Aim of the task
Each line from the one bearing "point(242, 432)" through the last line of the entries below should be returned exactly, with pictures left out.

[Source records]
•••••

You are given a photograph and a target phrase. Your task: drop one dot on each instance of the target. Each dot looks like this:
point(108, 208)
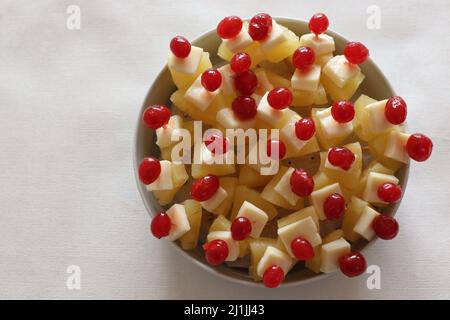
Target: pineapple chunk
point(251, 178)
point(299, 215)
point(349, 178)
point(183, 80)
point(344, 93)
point(351, 217)
point(243, 193)
point(194, 214)
point(269, 194)
point(229, 184)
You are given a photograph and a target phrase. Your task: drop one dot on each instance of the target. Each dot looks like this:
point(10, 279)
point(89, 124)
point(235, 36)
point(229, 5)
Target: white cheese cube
point(364, 225)
point(306, 80)
point(188, 65)
point(233, 246)
point(227, 86)
point(164, 134)
point(274, 257)
point(274, 39)
point(340, 71)
point(214, 202)
point(330, 254)
point(377, 119)
point(374, 181)
point(318, 198)
point(331, 128)
point(305, 228)
point(268, 114)
point(321, 44)
point(179, 222)
point(241, 41)
point(199, 96)
point(396, 146)
point(257, 217)
point(164, 181)
point(264, 84)
point(288, 135)
point(283, 188)
point(228, 120)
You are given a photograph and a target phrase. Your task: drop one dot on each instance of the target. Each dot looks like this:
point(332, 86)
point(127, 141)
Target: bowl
point(375, 85)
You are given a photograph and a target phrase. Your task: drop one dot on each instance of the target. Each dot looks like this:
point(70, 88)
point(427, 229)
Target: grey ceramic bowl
point(375, 85)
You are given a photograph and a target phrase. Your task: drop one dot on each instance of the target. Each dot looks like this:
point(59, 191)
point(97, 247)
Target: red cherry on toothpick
point(389, 192)
point(204, 188)
point(156, 116)
point(419, 147)
point(241, 227)
point(279, 98)
point(343, 111)
point(180, 47)
point(385, 227)
point(216, 252)
point(334, 206)
point(305, 129)
point(240, 62)
point(341, 157)
point(276, 149)
point(149, 170)
point(246, 82)
point(211, 79)
point(302, 249)
point(160, 225)
point(273, 276)
point(244, 107)
point(356, 52)
point(229, 27)
point(352, 264)
point(318, 23)
point(302, 184)
point(395, 110)
point(303, 58)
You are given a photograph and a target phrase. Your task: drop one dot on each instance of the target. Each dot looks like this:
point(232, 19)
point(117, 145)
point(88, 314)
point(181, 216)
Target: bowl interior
point(375, 85)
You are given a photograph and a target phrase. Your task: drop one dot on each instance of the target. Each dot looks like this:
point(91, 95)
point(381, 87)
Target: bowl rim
point(184, 253)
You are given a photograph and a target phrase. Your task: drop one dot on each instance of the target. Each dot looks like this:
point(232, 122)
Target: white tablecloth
point(69, 101)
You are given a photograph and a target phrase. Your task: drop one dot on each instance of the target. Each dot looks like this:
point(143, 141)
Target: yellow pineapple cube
point(251, 178)
point(183, 80)
point(243, 193)
point(194, 214)
point(270, 195)
point(344, 93)
point(350, 178)
point(351, 217)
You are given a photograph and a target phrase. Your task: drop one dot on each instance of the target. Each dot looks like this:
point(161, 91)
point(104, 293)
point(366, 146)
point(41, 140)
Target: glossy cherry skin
point(216, 252)
point(352, 264)
point(180, 47)
point(149, 170)
point(305, 129)
point(156, 116)
point(229, 27)
point(204, 188)
point(318, 23)
point(302, 184)
point(161, 224)
point(334, 206)
point(241, 227)
point(302, 249)
point(395, 110)
point(273, 277)
point(419, 147)
point(385, 227)
point(244, 108)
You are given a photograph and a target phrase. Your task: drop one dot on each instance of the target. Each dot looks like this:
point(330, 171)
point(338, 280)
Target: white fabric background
point(69, 101)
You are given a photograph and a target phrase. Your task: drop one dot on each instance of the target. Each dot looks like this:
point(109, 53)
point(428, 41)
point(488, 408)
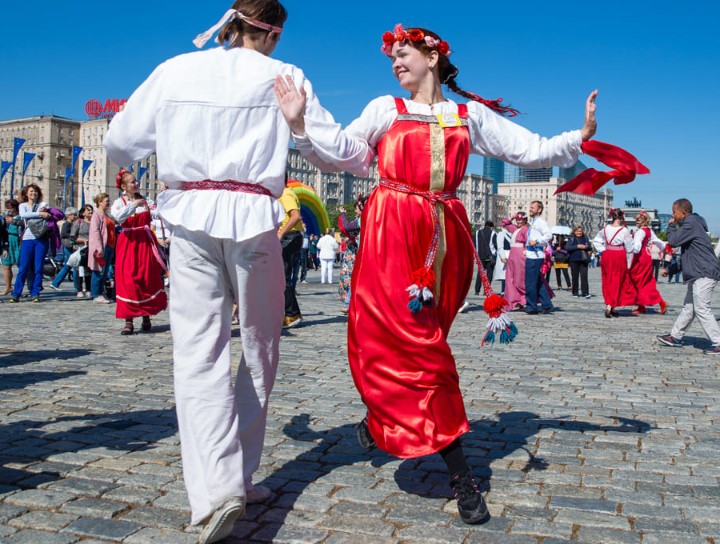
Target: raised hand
point(292, 103)
point(590, 127)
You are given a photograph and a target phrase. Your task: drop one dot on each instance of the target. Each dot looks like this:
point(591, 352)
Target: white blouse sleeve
point(638, 239)
point(657, 241)
point(131, 135)
point(331, 148)
point(493, 135)
point(26, 212)
point(121, 212)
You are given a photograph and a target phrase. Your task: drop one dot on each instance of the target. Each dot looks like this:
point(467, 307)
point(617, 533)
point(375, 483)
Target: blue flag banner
point(5, 167)
point(27, 159)
point(76, 153)
point(86, 167)
point(17, 144)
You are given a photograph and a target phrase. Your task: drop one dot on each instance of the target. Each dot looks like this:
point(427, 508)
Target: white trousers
point(222, 427)
point(326, 270)
point(697, 304)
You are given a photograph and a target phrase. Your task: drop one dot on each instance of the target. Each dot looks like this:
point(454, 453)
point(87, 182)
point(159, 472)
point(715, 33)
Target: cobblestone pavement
point(583, 430)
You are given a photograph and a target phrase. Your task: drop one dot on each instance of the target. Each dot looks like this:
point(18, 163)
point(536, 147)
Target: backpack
point(38, 226)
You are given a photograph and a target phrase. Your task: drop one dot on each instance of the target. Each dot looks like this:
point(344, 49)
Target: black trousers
point(656, 268)
point(579, 270)
point(489, 267)
point(291, 244)
point(559, 272)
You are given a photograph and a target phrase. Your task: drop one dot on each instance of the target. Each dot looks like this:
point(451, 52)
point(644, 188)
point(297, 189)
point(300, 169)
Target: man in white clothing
point(221, 143)
point(539, 236)
point(327, 247)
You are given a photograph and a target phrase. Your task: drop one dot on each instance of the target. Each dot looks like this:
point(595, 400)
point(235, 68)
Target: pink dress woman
point(515, 271)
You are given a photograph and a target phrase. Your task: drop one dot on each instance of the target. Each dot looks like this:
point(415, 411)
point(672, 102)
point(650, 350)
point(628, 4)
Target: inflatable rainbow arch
point(313, 211)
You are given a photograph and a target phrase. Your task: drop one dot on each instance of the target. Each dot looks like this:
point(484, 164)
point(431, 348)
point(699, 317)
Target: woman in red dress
point(615, 243)
point(641, 269)
point(138, 266)
point(416, 232)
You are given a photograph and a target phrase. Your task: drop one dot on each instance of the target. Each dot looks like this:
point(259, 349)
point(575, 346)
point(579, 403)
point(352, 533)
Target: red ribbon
point(625, 167)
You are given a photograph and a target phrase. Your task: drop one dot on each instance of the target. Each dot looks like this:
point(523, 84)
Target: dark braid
point(448, 73)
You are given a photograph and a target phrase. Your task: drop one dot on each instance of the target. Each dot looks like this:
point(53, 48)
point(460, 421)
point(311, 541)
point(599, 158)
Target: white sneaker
point(222, 521)
point(258, 493)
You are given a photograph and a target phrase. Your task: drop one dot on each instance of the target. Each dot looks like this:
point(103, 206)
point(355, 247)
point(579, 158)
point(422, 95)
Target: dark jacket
point(698, 257)
point(65, 235)
point(575, 253)
point(486, 244)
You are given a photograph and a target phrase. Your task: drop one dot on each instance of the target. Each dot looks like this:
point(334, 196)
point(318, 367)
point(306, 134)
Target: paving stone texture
point(585, 429)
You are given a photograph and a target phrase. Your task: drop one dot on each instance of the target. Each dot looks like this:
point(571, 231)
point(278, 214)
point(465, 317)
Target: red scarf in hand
point(625, 167)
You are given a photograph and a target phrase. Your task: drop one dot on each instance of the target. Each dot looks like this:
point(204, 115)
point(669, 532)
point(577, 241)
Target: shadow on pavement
point(19, 380)
point(489, 439)
point(13, 358)
point(32, 442)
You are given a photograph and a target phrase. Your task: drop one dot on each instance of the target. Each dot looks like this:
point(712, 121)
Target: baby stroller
point(51, 266)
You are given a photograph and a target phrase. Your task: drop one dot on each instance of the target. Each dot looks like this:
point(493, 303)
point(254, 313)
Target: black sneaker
point(365, 439)
point(671, 341)
point(471, 504)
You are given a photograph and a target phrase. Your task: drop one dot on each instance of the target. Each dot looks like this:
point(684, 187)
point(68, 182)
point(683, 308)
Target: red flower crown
point(118, 178)
point(400, 35)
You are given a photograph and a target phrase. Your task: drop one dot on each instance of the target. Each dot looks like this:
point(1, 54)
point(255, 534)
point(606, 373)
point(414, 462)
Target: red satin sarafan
point(138, 274)
point(400, 361)
point(644, 287)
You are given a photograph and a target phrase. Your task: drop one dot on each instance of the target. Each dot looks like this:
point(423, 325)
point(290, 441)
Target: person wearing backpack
point(34, 247)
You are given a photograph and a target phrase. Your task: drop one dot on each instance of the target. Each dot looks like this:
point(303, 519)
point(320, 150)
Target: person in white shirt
point(221, 144)
point(33, 250)
point(539, 236)
point(416, 232)
point(615, 243)
point(327, 248)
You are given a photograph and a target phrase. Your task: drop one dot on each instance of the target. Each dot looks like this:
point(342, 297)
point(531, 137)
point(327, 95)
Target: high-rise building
point(51, 139)
point(535, 174)
point(494, 169)
point(569, 173)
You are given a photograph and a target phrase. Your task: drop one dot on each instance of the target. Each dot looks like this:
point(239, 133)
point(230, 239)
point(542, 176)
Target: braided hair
point(448, 72)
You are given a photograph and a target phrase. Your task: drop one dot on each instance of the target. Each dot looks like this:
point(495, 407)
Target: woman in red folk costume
point(642, 281)
point(416, 232)
point(615, 243)
point(138, 265)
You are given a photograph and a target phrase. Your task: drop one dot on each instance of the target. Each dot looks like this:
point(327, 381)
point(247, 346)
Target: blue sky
point(656, 64)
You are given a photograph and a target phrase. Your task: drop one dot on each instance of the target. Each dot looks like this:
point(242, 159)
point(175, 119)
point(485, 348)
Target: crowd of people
point(111, 253)
point(408, 263)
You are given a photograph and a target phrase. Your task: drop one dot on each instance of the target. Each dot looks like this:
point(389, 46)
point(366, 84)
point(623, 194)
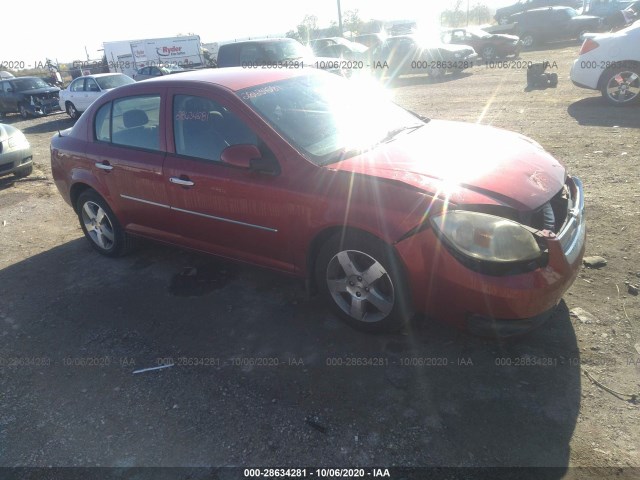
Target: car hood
point(7, 131)
point(37, 91)
point(586, 18)
point(505, 37)
point(465, 164)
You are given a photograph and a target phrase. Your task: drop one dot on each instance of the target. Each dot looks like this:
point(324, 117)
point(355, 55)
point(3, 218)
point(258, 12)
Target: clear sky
point(63, 30)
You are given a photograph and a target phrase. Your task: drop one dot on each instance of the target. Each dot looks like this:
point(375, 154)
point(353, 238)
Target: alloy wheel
point(98, 225)
point(360, 286)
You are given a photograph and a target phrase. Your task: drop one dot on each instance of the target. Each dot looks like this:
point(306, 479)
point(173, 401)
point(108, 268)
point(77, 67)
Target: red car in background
point(304, 172)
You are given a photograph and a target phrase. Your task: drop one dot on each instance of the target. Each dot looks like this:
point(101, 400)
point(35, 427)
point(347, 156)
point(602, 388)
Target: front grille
point(553, 214)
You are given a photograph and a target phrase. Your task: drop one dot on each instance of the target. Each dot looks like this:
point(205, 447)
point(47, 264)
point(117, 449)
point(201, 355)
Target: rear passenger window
point(202, 128)
point(103, 123)
point(77, 85)
point(130, 121)
point(135, 122)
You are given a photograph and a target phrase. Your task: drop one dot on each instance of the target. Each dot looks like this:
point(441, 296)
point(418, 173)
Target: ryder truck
point(127, 56)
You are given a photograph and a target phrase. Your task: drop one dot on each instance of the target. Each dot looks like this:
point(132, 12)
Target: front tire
point(363, 280)
point(528, 41)
point(72, 111)
point(24, 113)
point(100, 225)
point(621, 86)
point(488, 53)
point(24, 172)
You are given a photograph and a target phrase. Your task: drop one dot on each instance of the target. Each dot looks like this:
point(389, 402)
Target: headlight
point(18, 140)
point(487, 237)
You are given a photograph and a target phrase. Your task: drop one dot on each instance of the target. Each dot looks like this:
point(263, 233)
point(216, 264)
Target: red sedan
point(384, 212)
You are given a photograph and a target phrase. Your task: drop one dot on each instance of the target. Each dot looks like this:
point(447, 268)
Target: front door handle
point(185, 182)
point(104, 166)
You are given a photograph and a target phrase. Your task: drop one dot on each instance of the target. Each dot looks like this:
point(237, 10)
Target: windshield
point(23, 84)
point(285, 50)
point(113, 81)
point(478, 32)
point(327, 117)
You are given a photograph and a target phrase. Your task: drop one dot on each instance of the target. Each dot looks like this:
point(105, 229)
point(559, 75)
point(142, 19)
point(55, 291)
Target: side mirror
point(249, 157)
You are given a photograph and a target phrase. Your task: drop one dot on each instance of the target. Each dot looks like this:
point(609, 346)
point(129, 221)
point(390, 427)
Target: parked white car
point(83, 91)
point(610, 62)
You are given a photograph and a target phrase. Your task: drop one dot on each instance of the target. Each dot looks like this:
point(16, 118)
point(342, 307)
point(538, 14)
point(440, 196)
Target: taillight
point(588, 45)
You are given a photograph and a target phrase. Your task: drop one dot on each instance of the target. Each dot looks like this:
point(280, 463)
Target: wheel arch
point(628, 63)
point(76, 190)
point(321, 238)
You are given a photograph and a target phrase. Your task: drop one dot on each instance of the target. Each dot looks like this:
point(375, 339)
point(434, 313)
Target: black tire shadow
point(272, 369)
point(595, 111)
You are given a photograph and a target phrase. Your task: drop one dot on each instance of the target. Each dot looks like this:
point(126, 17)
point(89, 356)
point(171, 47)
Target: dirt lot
point(260, 375)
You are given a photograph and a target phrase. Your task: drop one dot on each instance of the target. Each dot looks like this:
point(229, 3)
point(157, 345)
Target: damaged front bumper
point(500, 305)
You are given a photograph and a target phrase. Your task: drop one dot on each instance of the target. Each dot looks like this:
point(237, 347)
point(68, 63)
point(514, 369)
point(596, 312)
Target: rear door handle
point(185, 182)
point(104, 165)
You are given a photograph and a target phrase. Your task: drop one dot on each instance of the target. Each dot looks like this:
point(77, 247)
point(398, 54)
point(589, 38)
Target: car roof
point(234, 78)
point(98, 75)
point(260, 40)
point(546, 9)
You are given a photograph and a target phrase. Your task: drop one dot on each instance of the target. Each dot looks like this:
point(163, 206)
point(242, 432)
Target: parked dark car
point(15, 152)
point(275, 53)
point(503, 14)
point(409, 54)
point(28, 96)
point(338, 47)
point(370, 39)
point(156, 71)
point(544, 25)
point(307, 173)
point(487, 45)
point(621, 18)
point(605, 8)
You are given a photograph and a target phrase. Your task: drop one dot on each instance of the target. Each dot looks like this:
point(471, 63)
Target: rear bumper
point(509, 304)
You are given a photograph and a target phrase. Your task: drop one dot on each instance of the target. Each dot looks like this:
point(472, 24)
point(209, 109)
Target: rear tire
point(72, 111)
point(363, 280)
point(100, 225)
point(621, 85)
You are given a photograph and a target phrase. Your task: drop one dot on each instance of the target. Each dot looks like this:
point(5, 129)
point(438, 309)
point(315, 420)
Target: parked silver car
point(15, 152)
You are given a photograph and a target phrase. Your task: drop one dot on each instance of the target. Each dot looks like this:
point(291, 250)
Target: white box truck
point(127, 56)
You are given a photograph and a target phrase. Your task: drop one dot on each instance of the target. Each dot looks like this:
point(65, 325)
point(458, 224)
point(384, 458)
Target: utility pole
point(468, 12)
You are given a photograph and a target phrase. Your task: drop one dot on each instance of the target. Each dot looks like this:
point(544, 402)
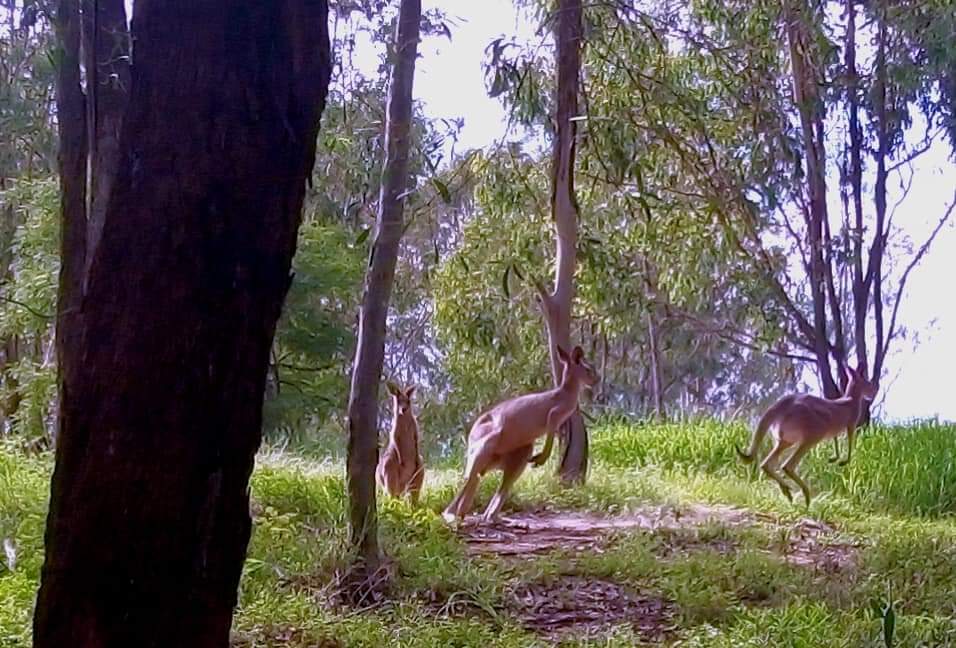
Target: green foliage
point(492, 337)
point(27, 305)
point(731, 585)
point(27, 78)
point(309, 381)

•••••

Output of the exercise
point(242, 432)
Target: parked dark car
point(15, 152)
point(275, 53)
point(503, 14)
point(409, 54)
point(28, 96)
point(338, 47)
point(370, 39)
point(156, 71)
point(544, 25)
point(307, 173)
point(487, 45)
point(621, 18)
point(605, 8)
You are given a photograph and a target phrase. Your task: drop one dot on each instance of the target. Each dot looks like this:
point(471, 63)
Target: rear bumper
point(509, 304)
You are given a photograph and a target phrase. Your task: drop one dot on each instance of the target. Each dot looks like this:
point(472, 24)
point(209, 109)
Target: rear tire
point(72, 111)
point(363, 280)
point(100, 225)
point(621, 85)
You are given a photograph and a target phrase. Your task: drop one dot on each instance of the target. Each dot looks like this:
point(5, 129)
point(438, 309)
point(315, 420)
Target: parked silver car
point(15, 152)
You are given a photograph and a target phrase. Your task: drop one dot on each instance of the target. Each dot looks like this:
point(291, 250)
Target: white box truck
point(127, 56)
You are given a photograph and a target phrase. Your task: drop one dot on each instance of the target. Each dot looks like this:
point(65, 325)
point(458, 224)
point(384, 458)
Target: utility pole
point(468, 12)
You are given a photograph and a target phrase. Your task: drop one dot on each instance of the target. Each dot looks like this:
point(544, 402)
Target: green foliage
point(492, 337)
point(27, 305)
point(731, 585)
point(27, 78)
point(309, 381)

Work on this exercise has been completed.